Instructions to follow – Would you please copy each line of the data in which the string "roof" occurs?

[Image-grounded pointing data]
※
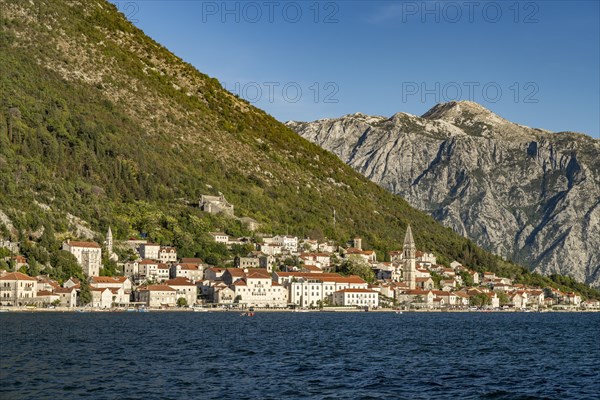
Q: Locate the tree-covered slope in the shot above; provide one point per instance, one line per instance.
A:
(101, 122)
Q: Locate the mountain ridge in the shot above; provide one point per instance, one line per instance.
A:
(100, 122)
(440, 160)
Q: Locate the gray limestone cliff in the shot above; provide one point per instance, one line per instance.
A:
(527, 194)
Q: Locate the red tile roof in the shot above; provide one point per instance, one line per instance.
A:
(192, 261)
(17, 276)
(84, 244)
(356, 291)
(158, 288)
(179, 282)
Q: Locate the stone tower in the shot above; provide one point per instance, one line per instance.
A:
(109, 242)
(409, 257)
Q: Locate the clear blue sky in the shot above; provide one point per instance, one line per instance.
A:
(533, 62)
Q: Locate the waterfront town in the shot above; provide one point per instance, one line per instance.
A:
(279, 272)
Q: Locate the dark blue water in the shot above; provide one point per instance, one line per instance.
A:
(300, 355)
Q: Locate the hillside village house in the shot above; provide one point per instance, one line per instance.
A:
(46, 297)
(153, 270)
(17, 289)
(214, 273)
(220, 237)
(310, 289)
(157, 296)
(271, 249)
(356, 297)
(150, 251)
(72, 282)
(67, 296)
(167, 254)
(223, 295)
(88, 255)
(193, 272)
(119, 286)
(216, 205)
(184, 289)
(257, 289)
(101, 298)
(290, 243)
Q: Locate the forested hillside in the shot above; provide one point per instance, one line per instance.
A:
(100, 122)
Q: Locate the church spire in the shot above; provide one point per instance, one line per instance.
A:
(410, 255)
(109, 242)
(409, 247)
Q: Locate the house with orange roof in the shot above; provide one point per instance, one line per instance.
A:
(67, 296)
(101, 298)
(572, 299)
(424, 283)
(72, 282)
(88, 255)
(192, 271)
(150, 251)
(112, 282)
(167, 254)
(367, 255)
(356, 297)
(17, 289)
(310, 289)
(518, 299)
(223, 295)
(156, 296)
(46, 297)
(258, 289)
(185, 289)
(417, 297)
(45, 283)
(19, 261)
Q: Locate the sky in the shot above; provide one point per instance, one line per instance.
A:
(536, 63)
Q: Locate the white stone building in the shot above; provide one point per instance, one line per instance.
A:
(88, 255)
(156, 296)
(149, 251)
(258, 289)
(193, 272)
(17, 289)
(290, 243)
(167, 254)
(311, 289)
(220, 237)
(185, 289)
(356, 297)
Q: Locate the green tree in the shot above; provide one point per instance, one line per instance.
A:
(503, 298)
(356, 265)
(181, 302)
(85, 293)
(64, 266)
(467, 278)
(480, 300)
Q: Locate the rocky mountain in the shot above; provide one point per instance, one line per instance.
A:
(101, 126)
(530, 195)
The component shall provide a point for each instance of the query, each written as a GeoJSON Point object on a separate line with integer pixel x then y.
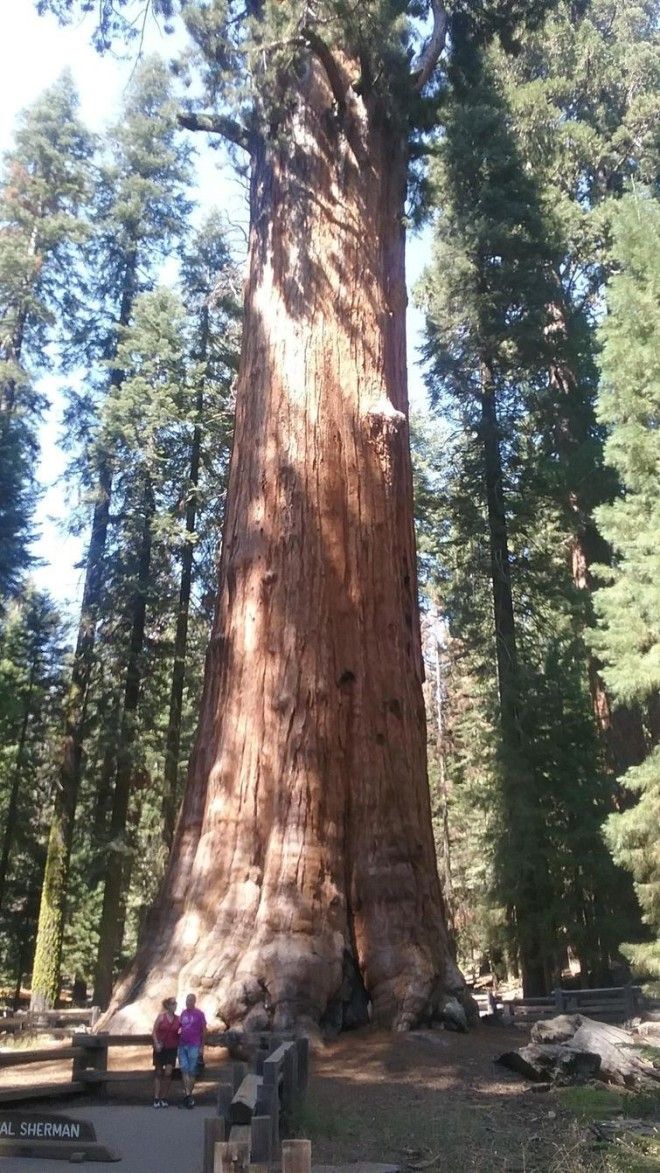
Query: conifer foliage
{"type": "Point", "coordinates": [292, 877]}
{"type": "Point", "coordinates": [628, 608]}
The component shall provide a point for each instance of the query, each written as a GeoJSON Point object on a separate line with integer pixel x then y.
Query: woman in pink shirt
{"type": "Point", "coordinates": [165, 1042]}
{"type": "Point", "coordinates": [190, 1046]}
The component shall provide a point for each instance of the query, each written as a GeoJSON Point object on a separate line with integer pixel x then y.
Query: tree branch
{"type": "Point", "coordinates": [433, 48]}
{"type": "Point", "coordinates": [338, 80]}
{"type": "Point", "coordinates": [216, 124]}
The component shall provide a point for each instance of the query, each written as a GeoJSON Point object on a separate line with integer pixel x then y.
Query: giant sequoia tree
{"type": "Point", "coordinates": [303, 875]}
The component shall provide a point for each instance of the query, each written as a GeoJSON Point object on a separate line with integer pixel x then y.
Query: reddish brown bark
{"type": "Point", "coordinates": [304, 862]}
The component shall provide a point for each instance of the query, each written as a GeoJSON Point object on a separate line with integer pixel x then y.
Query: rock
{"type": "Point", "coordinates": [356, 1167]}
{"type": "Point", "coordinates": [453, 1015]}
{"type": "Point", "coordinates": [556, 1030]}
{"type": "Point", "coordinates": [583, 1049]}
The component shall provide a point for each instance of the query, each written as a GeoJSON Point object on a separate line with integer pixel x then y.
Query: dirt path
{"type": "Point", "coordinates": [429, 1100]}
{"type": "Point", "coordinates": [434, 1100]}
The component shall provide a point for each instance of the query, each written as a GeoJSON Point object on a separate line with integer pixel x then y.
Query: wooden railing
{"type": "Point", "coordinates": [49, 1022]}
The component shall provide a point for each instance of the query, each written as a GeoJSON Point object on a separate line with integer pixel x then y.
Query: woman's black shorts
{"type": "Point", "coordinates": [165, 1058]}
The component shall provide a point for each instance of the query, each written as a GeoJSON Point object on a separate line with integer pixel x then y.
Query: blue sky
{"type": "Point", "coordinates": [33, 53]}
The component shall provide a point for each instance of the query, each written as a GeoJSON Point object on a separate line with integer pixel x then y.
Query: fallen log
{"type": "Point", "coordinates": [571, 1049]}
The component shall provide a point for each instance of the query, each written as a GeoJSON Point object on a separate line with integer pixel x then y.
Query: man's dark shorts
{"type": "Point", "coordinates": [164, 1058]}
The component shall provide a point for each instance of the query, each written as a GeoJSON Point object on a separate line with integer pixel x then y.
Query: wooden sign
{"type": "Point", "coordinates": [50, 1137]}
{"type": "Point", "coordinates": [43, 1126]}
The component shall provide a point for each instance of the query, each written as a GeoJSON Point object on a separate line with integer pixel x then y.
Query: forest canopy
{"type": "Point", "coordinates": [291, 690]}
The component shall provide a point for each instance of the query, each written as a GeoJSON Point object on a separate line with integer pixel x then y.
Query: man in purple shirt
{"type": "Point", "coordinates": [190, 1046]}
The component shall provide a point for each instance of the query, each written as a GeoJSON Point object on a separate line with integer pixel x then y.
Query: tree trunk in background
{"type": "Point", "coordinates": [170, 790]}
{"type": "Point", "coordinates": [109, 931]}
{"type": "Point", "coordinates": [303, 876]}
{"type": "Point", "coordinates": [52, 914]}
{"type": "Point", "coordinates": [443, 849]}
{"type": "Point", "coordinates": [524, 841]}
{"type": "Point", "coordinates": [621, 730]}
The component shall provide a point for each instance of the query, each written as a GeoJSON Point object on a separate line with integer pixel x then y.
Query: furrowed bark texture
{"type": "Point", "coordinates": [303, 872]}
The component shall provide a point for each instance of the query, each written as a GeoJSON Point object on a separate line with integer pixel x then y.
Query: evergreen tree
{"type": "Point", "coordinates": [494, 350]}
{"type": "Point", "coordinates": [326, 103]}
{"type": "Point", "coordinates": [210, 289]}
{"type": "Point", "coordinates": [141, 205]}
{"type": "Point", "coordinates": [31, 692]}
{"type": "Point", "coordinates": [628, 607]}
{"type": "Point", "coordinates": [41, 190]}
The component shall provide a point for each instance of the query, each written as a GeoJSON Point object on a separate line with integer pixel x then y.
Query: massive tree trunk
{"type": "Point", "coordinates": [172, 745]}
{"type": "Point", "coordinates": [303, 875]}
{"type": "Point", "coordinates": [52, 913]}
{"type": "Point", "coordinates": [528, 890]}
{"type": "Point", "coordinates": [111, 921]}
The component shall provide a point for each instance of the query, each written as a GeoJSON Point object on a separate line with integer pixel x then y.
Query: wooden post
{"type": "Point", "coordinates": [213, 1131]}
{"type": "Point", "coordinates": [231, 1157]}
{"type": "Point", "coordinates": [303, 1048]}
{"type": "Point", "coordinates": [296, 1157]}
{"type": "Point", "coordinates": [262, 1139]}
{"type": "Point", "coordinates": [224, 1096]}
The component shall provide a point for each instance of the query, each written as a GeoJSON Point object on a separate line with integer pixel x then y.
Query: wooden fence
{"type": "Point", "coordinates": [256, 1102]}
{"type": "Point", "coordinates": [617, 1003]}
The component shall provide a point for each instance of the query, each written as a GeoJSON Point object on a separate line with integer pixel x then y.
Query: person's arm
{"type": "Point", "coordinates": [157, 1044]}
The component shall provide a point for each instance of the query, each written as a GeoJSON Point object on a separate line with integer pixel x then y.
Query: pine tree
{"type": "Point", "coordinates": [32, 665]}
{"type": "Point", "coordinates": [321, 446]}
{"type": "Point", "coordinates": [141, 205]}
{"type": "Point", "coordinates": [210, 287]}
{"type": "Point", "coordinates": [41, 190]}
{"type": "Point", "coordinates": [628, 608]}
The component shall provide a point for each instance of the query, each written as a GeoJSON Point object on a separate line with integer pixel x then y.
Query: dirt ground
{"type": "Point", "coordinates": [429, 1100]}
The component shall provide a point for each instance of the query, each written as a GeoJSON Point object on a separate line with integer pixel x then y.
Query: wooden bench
※
Result of the exercise –
Q: Locate the red tile roof in the shot above; provide one point per instance, one line per instance.
Q: Locate the house with orange roof in the shot above; provide one point per instance, one line per instance.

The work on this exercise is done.